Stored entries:

****

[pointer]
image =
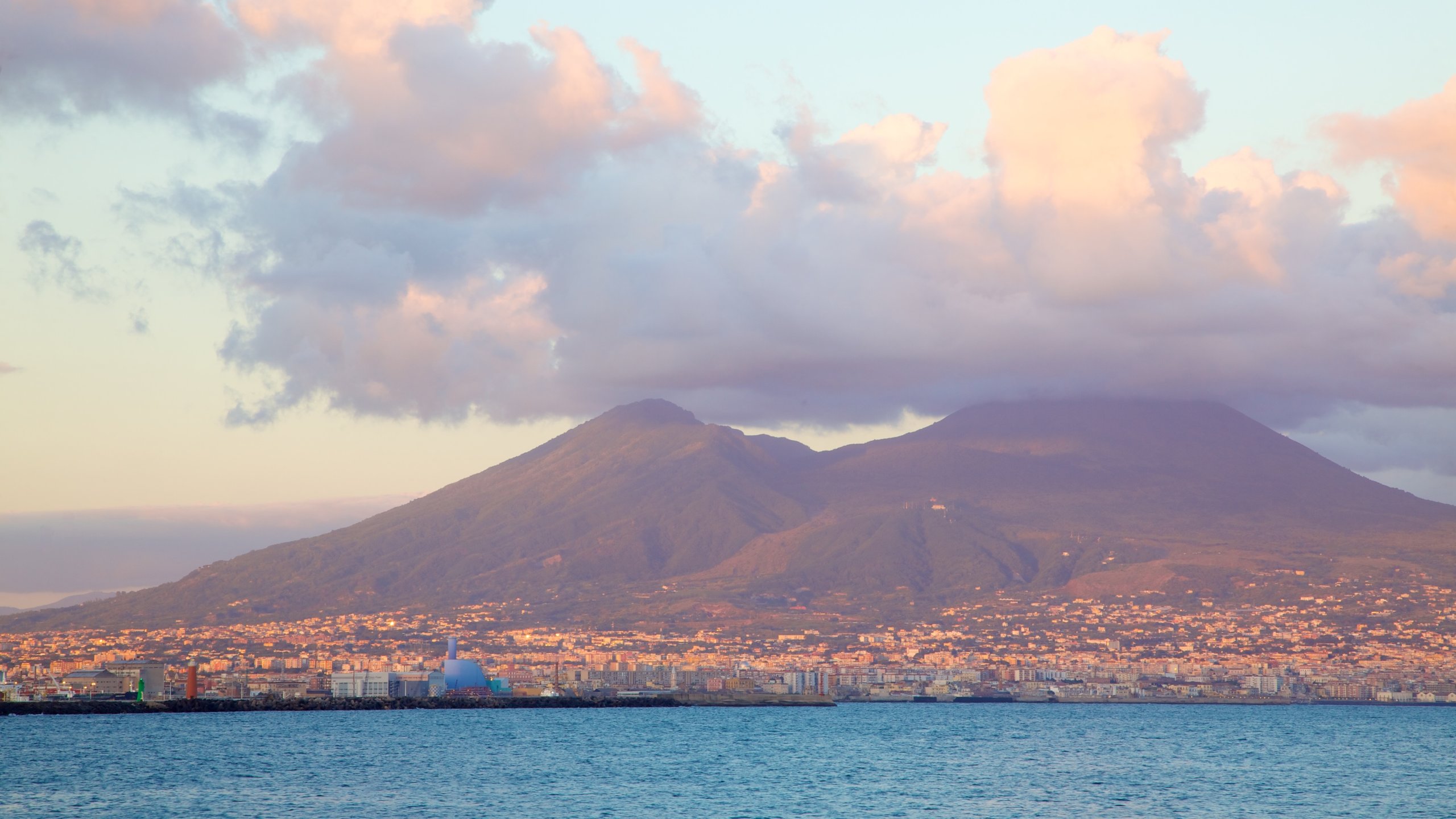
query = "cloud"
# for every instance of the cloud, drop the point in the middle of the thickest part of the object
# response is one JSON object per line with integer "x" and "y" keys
{"x": 56, "y": 261}
{"x": 71, "y": 59}
{"x": 519, "y": 229}
{"x": 73, "y": 551}
{"x": 1375, "y": 439}
{"x": 1418, "y": 143}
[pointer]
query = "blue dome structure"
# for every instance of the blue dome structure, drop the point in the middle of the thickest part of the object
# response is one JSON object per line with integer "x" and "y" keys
{"x": 462, "y": 674}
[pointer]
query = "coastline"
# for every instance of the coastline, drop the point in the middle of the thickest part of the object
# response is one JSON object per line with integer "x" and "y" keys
{"x": 94, "y": 707}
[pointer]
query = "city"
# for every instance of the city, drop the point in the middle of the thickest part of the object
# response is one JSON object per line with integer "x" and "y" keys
{"x": 1359, "y": 642}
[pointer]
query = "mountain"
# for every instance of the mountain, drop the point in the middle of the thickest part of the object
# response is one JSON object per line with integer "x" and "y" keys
{"x": 647, "y": 512}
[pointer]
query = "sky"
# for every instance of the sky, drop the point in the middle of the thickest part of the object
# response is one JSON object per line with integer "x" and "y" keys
{"x": 261, "y": 255}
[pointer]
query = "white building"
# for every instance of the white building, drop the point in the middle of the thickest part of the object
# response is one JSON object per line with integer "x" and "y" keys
{"x": 1264, "y": 684}
{"x": 388, "y": 684}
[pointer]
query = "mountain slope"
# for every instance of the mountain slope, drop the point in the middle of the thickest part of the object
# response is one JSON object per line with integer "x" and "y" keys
{"x": 1068, "y": 496}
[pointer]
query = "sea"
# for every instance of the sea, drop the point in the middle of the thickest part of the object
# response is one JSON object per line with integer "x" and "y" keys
{"x": 855, "y": 761}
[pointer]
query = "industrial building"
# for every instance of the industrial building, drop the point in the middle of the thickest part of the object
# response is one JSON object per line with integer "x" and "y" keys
{"x": 388, "y": 684}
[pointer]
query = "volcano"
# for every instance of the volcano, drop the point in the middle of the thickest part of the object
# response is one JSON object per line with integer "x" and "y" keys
{"x": 647, "y": 512}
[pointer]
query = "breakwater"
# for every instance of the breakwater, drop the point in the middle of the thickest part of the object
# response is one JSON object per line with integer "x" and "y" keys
{"x": 212, "y": 706}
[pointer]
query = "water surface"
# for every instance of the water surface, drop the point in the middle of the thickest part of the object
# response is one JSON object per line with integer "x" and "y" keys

****

YOUR OBJECTIVE = Repeat the material above verbatim, with no pictures in the output.

OUTPUT BELOW =
[pointer]
image =
query = "cloud"
# for every instance of the cloud, drop the point in the middle of the thickest part of the object
# response is one JSON object per line with integer "x" and "y" keys
{"x": 56, "y": 261}
{"x": 71, "y": 59}
{"x": 519, "y": 229}
{"x": 73, "y": 551}
{"x": 1375, "y": 439}
{"x": 1418, "y": 143}
[pointer]
query = "blue dome structure"
# for every instance of the blue dome structure, drop the point in the middle of the thickest part of the object
# response is one JSON object per line with integer "x" and "y" keys
{"x": 462, "y": 674}
[pointer]
query = "coastline"
# for every instance of the coastline, drop the point in the middle of the thickest part of the object
# response is one JSON object per line with integer "x" and "y" keys
{"x": 94, "y": 707}
[pointer]
query = "city"
# for every instance of the city, drop the point in the middle of the thickest part of the object
# response is one JSON object per line with integer "x" and "y" keys
{"x": 1359, "y": 642}
[pointer]
query = "mountain"
# for every instance of the mountain, drop the point in the middle of the thickest part of the object
# response is one JSON object per line with integer "x" and "y" keys
{"x": 647, "y": 512}
[pointer]
query = "sky"
# for every instance of the sky, drop the point in the middle of the thickest part of the object
# response is one JSON object per line with integer "x" and "y" keys
{"x": 261, "y": 255}
[pointer]
query = "white building"
# for every instance of the white building, drop the point in the middle of the thickest part of the object
# response is one JSON object per line with integer "x" and "y" keys
{"x": 1264, "y": 684}
{"x": 388, "y": 684}
[pointer]
query = "mountain slope"
# for every instance of the mountain slope, drop the point in the middle of the thickest part of the object
# response is one JSON object per line with integer "x" and "y" keys
{"x": 1068, "y": 496}
[pointer]
query = "sea"
# for every instance of the sea, drop the point in the middle of the thickest part of the object
# response is one JSON object per line with integer "x" and "y" keys
{"x": 855, "y": 761}
[pointer]
query = "industrial building"
# for every instance of the industrial building, drop the point in the middle of the thickest part of the object
# response is one JSON object per line with integer "x" and "y" keys
{"x": 388, "y": 684}
[pointer]
query = "volcano"
# for every instance of the volcano, drop the point in the middle of the thickest part of the object
# response is one JSON object per line with integer "x" and "y" keys
{"x": 647, "y": 512}
[pointer]
query = "breakwater"
# for every instance of the breakwater, drop the point in the middle of the thickest part of the object
# response is one JSON object per line with integer "x" and "y" keys
{"x": 212, "y": 706}
[pointer]
query = "water surface"
# for every instance of the water surface, drop the point in the middle of the thickest part of the object
# response is one JSON object per line with integer "x" and "y" keys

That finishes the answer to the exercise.